----- THE INPUT

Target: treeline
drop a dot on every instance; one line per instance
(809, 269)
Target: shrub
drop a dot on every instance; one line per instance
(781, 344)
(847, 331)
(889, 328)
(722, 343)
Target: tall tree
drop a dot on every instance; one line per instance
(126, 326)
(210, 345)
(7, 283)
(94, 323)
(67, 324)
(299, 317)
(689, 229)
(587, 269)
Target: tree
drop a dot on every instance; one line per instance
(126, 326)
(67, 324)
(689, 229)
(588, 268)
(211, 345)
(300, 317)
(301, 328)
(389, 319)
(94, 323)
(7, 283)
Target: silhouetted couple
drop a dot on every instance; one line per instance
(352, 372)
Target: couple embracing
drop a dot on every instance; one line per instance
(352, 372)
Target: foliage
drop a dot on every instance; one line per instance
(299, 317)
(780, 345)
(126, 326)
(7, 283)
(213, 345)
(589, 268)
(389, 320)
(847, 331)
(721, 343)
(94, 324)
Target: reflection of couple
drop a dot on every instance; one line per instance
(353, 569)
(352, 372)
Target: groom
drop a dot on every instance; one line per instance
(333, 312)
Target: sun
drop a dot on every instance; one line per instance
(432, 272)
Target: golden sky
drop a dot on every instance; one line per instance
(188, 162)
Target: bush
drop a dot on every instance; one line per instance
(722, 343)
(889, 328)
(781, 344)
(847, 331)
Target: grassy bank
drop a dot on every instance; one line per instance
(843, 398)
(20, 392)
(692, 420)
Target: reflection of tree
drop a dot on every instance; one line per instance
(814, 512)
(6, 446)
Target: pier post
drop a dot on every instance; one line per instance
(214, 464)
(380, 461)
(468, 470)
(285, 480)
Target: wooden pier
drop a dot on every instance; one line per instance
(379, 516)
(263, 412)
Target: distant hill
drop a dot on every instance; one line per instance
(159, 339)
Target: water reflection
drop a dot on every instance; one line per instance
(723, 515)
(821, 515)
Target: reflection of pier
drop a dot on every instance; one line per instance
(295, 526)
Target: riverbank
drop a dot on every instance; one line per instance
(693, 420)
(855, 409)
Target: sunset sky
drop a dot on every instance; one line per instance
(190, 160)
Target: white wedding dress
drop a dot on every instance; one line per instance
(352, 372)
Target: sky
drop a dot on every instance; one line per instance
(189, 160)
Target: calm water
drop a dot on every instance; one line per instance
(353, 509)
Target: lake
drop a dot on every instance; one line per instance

----------

> [WHAT YOU ARE ASKED TO DO]
Copy out the material above, switching every "drop a dot" to "place a point" and leaving all else unchanged.

> [COMPLETE OUTPUT]
Target: treeline
place a point on every instance; one line per instance
(809, 269)
Target: shrub
place a point on every instance; one line per instance
(781, 344)
(847, 331)
(889, 328)
(722, 343)
Target: tall tree
place a point on every instance; one line per instance
(126, 326)
(210, 345)
(7, 283)
(94, 323)
(67, 324)
(299, 317)
(689, 229)
(587, 269)
Target: tree
place a point on every instance; one line per instance
(126, 326)
(67, 324)
(689, 229)
(588, 268)
(211, 345)
(300, 317)
(301, 328)
(389, 319)
(94, 323)
(7, 283)
Target: silhouetted couple
place a point on every instance; one line per instance
(352, 372)
Target: couple embracing
place a point on every instance; one line per instance
(352, 372)
Target: foliage
place a point on every instance; one line per instance
(299, 317)
(780, 345)
(126, 326)
(7, 283)
(213, 345)
(589, 268)
(389, 320)
(847, 331)
(721, 343)
(94, 324)
Target: reflection of couple
place a point on every instance; one line per instance
(353, 569)
(352, 372)
Target: groom
place a point on every instance; one line per instance
(333, 312)
Target: sun
place a point on every instance; one line per instance
(432, 272)
Target: golden sky
place a point on every instance; one line per instance
(188, 162)
Target: bush
place a point on every instance; one line per instance
(722, 343)
(889, 328)
(781, 344)
(847, 331)
Target: grassy bank
place a point on every instance; one line per instance
(843, 398)
(20, 392)
(692, 420)
Target: reflection of tree
place a point on every instance; one line per instance
(814, 512)
(6, 446)
Target: pier post
place a point on every instance; one line per instance
(214, 464)
(380, 461)
(468, 470)
(285, 480)
Target: wooden pier
place a point on every instance; one line per instance
(379, 516)
(263, 412)
Target: distant hill
place a point on every instance; one line per instance
(159, 339)
Target: water reflection
place a point on every instance; one line per instance
(723, 515)
(821, 515)
Target: reflection of pier
place a point on every instance; one line per instance
(295, 526)
Target: riverbank
place a point on every instance; one line per instance
(693, 420)
(855, 409)
Target: sunset sky
place a point on every instance; one line per instance
(190, 160)
Target: white wedding dress
place a point on every instance; one line per instance
(352, 372)
Target: sky
place a point on every instance; one line per instance
(189, 160)
Target: calm water
place a point on every instance; one line per instance
(353, 509)
Target: lake
place a point on every instance; one line per instance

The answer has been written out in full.